## TASK INPUTS
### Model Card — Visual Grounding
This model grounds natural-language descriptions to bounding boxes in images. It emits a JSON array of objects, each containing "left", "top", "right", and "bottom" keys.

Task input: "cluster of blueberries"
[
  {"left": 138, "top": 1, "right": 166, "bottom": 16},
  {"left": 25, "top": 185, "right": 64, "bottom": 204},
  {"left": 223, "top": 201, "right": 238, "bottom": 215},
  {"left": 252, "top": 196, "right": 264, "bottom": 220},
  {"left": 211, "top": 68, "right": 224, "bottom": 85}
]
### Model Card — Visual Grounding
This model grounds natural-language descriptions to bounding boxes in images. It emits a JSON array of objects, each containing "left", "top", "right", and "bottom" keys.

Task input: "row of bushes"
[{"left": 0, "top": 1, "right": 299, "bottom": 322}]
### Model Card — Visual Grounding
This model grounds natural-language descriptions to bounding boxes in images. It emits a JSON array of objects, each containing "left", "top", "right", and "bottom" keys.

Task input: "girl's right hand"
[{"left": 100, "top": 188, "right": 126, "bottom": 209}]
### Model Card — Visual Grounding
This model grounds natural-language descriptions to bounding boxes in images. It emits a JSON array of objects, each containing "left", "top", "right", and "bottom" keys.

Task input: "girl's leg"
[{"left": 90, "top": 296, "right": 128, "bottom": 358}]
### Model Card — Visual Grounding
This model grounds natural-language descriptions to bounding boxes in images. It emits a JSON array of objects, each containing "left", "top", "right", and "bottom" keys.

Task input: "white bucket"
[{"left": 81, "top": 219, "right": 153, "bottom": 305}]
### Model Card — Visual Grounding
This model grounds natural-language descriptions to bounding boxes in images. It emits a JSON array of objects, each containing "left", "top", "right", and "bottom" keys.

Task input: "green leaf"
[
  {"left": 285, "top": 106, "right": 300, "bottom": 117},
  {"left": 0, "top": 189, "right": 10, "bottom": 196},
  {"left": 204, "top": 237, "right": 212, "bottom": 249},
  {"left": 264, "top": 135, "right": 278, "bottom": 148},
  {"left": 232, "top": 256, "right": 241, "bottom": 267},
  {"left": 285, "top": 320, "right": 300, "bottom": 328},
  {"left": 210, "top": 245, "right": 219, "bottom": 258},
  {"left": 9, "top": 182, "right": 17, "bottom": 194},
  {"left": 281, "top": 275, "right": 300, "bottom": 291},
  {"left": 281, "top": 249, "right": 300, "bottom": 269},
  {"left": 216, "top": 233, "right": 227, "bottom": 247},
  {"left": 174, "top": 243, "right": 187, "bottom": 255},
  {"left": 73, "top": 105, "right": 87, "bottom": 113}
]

## WHAT TO DO
Word for word, reproduce every record shown above.

## EXERCISE RESULT
### Model Card — Visual Grounding
This model grounds natural-language descriptions to bounding boxes in images. It emits a JSON array of objects, each containing "left", "top", "right", and "bottom" keys.

Task input: "cluster of blueberries"
[
  {"left": 138, "top": 1, "right": 166, "bottom": 16},
  {"left": 25, "top": 185, "right": 64, "bottom": 204},
  {"left": 223, "top": 201, "right": 238, "bottom": 215},
  {"left": 252, "top": 196, "right": 264, "bottom": 220},
  {"left": 211, "top": 68, "right": 224, "bottom": 85}
]
### Model Card — Visual Grounding
This model grounds natural-language descriptions to bounding boxes in images. It emits a JSON array of objects, each containing "left", "top", "right", and "bottom" keys.

Task input: "row of bushes"
[{"left": 0, "top": 1, "right": 299, "bottom": 322}]
### Model Card — Visual Grounding
This model grounds natural-language descriptions to bounding boxes in images. It emits a JSON array of objects, each containing "left", "top", "right", and "bottom" keys.

Task input: "girl's right hand"
[{"left": 100, "top": 188, "right": 126, "bottom": 209}]
### Model Card — Visual Grounding
This model grounds natural-language descriptions to bounding boxes in images. It emits a JSON array of objects, each containing "left", "top", "right", and "bottom" keys.

Task input: "girl's leg"
[{"left": 90, "top": 296, "right": 128, "bottom": 358}]
### Model Card — Visual Grounding
This model grounds natural-language descriptions to bounding boxes in images. It emits a JSON array of objects, each containing "left", "top", "right", and "bottom" keys.

Task input: "white bucket"
[{"left": 81, "top": 219, "right": 153, "bottom": 305}]
### Model Card — Visual Grounding
This model grounds natural-language descriptions to bounding boxes in images. It emits a JSON array of objects, each containing "left", "top", "right", and "bottom" keys.

Task input: "green leaf"
[
  {"left": 285, "top": 106, "right": 300, "bottom": 117},
  {"left": 0, "top": 189, "right": 10, "bottom": 196},
  {"left": 204, "top": 237, "right": 212, "bottom": 249},
  {"left": 264, "top": 135, "right": 278, "bottom": 148},
  {"left": 232, "top": 256, "right": 241, "bottom": 267},
  {"left": 285, "top": 320, "right": 300, "bottom": 328},
  {"left": 210, "top": 245, "right": 219, "bottom": 258},
  {"left": 9, "top": 182, "right": 17, "bottom": 194},
  {"left": 281, "top": 275, "right": 300, "bottom": 291},
  {"left": 281, "top": 249, "right": 300, "bottom": 269},
  {"left": 216, "top": 233, "right": 227, "bottom": 247},
  {"left": 174, "top": 243, "right": 187, "bottom": 255},
  {"left": 73, "top": 105, "right": 87, "bottom": 113}
]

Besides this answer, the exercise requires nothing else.